┌──
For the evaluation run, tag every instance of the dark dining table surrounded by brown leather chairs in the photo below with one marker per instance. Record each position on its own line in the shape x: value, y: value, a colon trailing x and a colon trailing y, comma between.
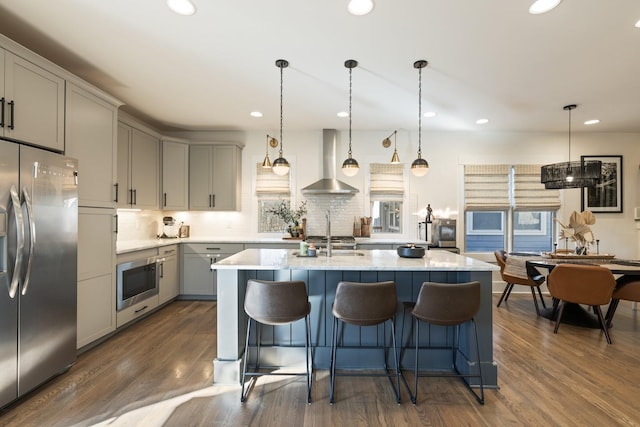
x: 575, y: 314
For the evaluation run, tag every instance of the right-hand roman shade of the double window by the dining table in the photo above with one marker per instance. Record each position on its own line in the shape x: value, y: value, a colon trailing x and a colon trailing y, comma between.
x: 529, y: 193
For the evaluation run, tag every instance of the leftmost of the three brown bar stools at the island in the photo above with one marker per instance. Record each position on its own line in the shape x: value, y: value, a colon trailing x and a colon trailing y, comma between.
x: 275, y: 303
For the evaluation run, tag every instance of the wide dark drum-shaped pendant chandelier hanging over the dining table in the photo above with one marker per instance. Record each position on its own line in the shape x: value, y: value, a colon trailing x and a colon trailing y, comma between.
x: 577, y: 174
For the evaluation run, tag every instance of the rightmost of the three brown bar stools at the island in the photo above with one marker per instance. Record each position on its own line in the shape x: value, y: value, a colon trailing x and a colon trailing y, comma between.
x: 448, y: 304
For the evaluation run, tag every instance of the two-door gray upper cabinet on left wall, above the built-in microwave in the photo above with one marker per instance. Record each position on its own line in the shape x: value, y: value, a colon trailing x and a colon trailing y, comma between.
x: 138, y: 168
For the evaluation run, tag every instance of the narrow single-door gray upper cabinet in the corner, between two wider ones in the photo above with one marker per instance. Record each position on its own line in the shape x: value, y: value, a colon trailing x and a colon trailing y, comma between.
x: 175, y: 175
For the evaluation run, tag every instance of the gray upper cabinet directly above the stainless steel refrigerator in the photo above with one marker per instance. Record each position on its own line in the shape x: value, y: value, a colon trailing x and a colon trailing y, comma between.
x: 32, y: 100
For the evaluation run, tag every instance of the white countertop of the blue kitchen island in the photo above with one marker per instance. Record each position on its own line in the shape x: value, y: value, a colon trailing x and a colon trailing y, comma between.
x: 287, y: 259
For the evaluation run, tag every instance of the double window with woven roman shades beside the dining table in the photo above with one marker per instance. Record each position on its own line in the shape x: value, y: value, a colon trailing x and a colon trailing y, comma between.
x: 506, y: 207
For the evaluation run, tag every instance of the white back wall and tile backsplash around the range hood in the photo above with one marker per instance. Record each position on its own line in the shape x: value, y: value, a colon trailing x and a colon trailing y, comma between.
x: 446, y: 152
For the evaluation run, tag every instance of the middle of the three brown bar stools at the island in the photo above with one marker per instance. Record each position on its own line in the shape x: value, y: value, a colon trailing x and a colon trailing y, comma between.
x: 365, y: 304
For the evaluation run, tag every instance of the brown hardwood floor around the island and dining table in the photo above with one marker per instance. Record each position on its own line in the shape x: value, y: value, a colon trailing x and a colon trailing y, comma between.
x: 159, y: 372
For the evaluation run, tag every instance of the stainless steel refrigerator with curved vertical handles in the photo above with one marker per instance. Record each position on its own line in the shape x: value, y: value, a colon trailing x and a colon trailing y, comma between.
x: 38, y: 259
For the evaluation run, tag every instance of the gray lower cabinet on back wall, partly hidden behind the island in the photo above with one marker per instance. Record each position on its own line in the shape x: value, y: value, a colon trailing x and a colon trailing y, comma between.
x: 198, y: 268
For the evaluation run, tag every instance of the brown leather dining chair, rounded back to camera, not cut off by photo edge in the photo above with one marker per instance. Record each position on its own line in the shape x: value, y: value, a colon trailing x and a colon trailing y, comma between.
x: 581, y: 284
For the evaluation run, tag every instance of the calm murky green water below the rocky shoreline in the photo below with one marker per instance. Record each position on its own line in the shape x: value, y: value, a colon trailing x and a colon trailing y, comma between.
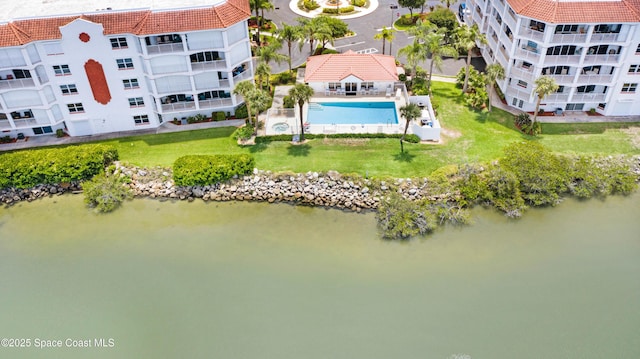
x: 240, y: 280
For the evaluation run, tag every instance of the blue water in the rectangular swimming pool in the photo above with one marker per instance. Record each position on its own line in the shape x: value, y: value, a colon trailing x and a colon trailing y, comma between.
x: 341, y: 113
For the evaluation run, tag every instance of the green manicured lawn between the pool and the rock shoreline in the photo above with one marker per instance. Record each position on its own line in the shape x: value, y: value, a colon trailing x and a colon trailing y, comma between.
x: 480, y: 137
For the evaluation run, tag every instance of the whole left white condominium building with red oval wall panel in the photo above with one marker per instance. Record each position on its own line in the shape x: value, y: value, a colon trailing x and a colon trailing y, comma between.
x: 99, y: 70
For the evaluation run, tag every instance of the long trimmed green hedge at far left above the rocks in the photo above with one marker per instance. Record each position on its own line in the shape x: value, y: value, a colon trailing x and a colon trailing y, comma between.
x: 25, y: 169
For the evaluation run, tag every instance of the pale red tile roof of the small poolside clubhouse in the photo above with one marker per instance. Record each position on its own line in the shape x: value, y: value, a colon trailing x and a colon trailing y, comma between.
x: 336, y: 67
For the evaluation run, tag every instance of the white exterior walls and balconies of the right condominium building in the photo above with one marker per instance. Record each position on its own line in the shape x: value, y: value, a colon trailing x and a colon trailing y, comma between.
x: 515, y: 51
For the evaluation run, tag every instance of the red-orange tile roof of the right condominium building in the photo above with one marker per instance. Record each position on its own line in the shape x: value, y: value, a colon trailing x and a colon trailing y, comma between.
x: 567, y: 12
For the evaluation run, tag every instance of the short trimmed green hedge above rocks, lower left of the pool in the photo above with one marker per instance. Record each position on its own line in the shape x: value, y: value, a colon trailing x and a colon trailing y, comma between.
x: 205, y: 169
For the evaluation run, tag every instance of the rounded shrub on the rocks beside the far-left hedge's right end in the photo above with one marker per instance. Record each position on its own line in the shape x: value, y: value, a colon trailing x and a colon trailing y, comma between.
x: 105, y: 193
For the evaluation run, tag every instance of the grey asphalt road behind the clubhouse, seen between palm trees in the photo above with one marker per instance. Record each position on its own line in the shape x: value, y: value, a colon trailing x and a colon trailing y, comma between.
x: 365, y: 28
└──
TRY IT -> Repeat the data word for word, excluding any image.

RESULT FOR THIS EXERCISE ->
For the evaluation run, tag every instance of the dark dining table surrounded by brown leather chairs in the photo below with one marker per instance. Record each position on its own line in the shape x: value, y: value, a colon trailing x and a colon trailing y, comma between.
x: 575, y: 314
For the evaluation run, tag every instance of the right-hand roman shade of the double window by the dining table in the photo above with one marker per instance. Record each position on its own line in the shape x: value, y: value, a colon trailing x and a colon trailing y, comma between.
x: 529, y: 193
For the evaluation run, tag every instance of the leftmost of the three brown bar stools at the island in the photo above with one marker per instance. Record each position on its own line in the shape x: value, y: value, a colon trailing x and a colon trailing y, comma between.
x: 275, y: 303
For the evaluation run, tag every instance of the wide dark drum-shaped pendant chandelier hanging over the dining table in the photo above with one marker per instance. Record each position on its own line in the shape x: value, y: value, a colon trailing x and a colon trailing y, comma between.
x: 577, y: 174
For the evaluation run, tag every instance of the rightmost of the three brown bar stools at the island in the photo above with one marker per instance. Record each position on its own line in the shape x: value, y: value, a colon trailing x and a colon trailing y, comma between.
x: 448, y: 304
For the evaluation run, tag every instance of the two-door gray upper cabinet on left wall, above the built-in microwave in the photo above with one marker per instance. Record each position on its own line in the shape x: value, y: value, a colon trailing x and a colon trailing y, comma between.
x: 138, y: 168
For the evaluation run, tag every instance of the narrow single-door gray upper cabinet in the corner, between two wider ones in the photo above with one marker per instance. Record each position on its own line in the shape x: value, y: value, a colon trailing x and a colon trailing y, comma between.
x: 175, y: 175
For the evaluation run, tag every instance of the gray upper cabinet directly above the stainless steel refrigerator in the photo above with one marker per instance. Record each position on its own line in the shape x: value, y: value, a colon trailing x and a colon trailing y, comma between.
x: 32, y: 100
For the evaluation run, tag every instance of the white countertop of the blue kitchen island in the photo above with one marker per instance. Record each position on its own line in the shape x: value, y: value, a colon trailing x and a colon trailing y, comma between.
x: 287, y: 259
For the evaluation run, tag every instance of the double window with woven roman shades beside the dining table in the photo above with one marker per instance. Record each position on its own line in the shape x: value, y: value, a colon trailing x and a colon trailing y, comma between.
x: 506, y: 207
For the evaluation run, tag every instance of the white back wall and tile backsplash around the range hood in the photo above with one marker per instance. Record each position on its own line in the shape x: value, y: value, a colon trailing x and a colon trailing y, comma between.
x: 446, y: 152
For the evaluation run, tag every instance of the middle of the three brown bar stools at the island in the photo above with one marker per instance. Record each position on its own line in the shape x: value, y: value, a colon trailing x and a colon trailing y, comma between.
x: 365, y: 304
For the evaluation run, tag every instance of the brown hardwood floor around the island and dining table in the photo above with one marker per instance. Record each position on its own line in the shape x: value, y: value, a colon trailing x and a colon trailing y, comma between.
x: 159, y: 372
For the evaluation run, tag every instance of the stainless steel refrigerator with curved vertical handles in the photo above with one marker per instance. Record each position on its own line in the shape x: value, y: value, a colon trailing x and a colon trailing y, comma between.
x: 38, y: 259
For the evaluation run, tag every instance of the gray lower cabinet on back wall, partly hidden behind the island in the photo above with one marker per instance. Record each position on its own line in the shape x: value, y: value, a colon trailing x and a colon trailing y, comma between.
x: 198, y: 268
For the evaluation run, tag every instance of the brown leather dining chair, rounded back to camera, not cut off by photo edge in the photo above with one marker per instance. Record each position on its own line in the shape x: value, y: value, a colon trailing x and a colon trailing y, comma between.
x: 581, y: 284
For the evaluation run, tag every instance of the calm murky green water below the rocky shoreline in the photo below with one marker per instance. Record each position on its own line in the shape x: value, y: value, a colon trailing x and a colon trailing y, comma between.
x: 240, y: 280
For the evaluation run, tag every instance of the blue water in the rectangular swimming pool in the photo above with one marker per instance. Record each position on its own line in the shape x: value, y: value, a colon trailing x and a colon trailing y, comma between.
x: 341, y: 113
For the evaluation run, tag every instance of the green manicured lawn between the pool and the rock shoreline in the photo above with one marker per instance. Record each position on its own line in the shape x: value, y: value, a colon trailing x and a colon trailing y, comma between.
x: 480, y: 137
For the evaluation run, tag every instance of the whole left white condominium building with red oval wall panel in the photo above with one marker per instance. Record each position on its own line in the shape x: value, y: value, a colon trailing x and a colon trailing y, comma between.
x: 99, y: 70
For the evaluation run, tag every instance of the long trimmed green hedge at far left above the rocks in the photo above with one marker per instance. Record each position on its own line in the shape x: value, y: value, a colon trailing x and a colon trailing y, comma between.
x: 25, y: 169
For the evaluation run, tag every instance of the pale red tile roof of the small poolside clubhouse in the photo above with one marker per instance. Record each position on its own line in the shape x: value, y: value, a colon trailing x and a colon trailing y, comma between.
x: 336, y: 67
For the evaluation run, tag every instance of the white exterior walls and balconies of the right condominium building in the photo above with one marker per instance. Record each position on its own line in the shape x: value, y: value, a colon trailing x and a colon trailing y, comma between.
x: 515, y: 51
For the evaluation run, tag every instance of the red-orange tile roof of the right condominium building in the photo above with one marker per instance. Record each position on its own line in the shape x: value, y: value, a colon trailing x and a colon trailing y, comma between.
x: 567, y: 12
For the evaluation run, tag every instance of the short trimmed green hedge above rocks, lower left of the pool in the photo above with one marker per instance. Record each position on its own line in the shape x: value, y: value, a colon trailing x and a colon trailing y, comma between.
x: 205, y: 169
For the evaluation run, tag every instance of the rounded shrub on the rocks beside the far-left hedge's right end in the photo above with one marker per instance. Record each position on its own line in the shape x: value, y: value, a colon trailing x and a colon trailing y, comma between.
x: 105, y: 193
For the evaluation run, tag every instance of the grey asphalt road behind the clubhouse, seen between palm trees in the photo above with one marker per instance. Record each position on its own line in the shape x: value, y: value, a colon trailing x and a colon trailing y, comma between.
x: 365, y: 28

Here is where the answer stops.